▶ _To do_:
Your answer must hold only the lines below from the line containing "Target: chair backrest" through the line containing "Where can the chair leg", each reproduced exactly.

▶ _Information shown_:
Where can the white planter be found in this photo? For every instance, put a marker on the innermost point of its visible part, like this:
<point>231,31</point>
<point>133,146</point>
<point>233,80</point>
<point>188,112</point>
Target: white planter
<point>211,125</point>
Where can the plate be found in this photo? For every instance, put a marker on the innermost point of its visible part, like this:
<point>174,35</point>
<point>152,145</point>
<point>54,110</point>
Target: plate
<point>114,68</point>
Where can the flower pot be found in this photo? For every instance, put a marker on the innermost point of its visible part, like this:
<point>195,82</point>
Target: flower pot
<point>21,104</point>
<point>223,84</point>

---

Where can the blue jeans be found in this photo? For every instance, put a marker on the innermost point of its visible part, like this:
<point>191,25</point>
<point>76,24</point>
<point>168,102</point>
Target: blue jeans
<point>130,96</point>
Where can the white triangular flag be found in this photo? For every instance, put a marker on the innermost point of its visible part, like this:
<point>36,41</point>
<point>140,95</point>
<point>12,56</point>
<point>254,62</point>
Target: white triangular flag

---

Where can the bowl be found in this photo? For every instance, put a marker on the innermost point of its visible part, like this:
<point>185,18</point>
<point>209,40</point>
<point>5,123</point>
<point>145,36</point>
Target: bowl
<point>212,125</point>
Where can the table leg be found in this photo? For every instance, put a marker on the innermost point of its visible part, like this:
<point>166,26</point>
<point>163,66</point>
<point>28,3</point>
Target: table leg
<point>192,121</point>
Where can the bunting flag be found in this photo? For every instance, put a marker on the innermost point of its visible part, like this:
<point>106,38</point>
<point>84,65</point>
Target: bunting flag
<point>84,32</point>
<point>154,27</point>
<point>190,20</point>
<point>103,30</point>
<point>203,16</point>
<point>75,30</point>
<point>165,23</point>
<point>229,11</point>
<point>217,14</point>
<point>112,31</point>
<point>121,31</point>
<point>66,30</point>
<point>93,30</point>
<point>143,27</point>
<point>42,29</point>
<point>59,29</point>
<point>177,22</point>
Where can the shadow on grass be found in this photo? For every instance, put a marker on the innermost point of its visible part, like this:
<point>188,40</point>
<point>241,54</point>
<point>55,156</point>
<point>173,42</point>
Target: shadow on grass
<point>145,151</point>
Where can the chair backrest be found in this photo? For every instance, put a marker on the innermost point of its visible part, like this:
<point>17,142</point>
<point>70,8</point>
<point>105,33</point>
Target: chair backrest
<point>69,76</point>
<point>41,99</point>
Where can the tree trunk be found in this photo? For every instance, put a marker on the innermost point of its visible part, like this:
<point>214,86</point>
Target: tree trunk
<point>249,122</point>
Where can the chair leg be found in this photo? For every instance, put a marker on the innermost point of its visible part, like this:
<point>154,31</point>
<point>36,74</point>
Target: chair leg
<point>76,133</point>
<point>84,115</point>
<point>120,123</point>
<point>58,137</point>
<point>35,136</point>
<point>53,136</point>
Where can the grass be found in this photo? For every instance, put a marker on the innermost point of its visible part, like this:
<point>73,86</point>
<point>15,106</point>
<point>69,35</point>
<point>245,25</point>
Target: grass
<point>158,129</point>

▶ _Written answer_:
Target: chair backrest
<point>69,76</point>
<point>41,99</point>
Where can the tree trunk be found in this photo? For every instance, put a marker on the innermost point of its visible part, like this:
<point>214,86</point>
Target: tree trunk
<point>249,122</point>
Where can the chair leg be found in this photo? For every instance, put a marker on the innermost point of its visible part, like this:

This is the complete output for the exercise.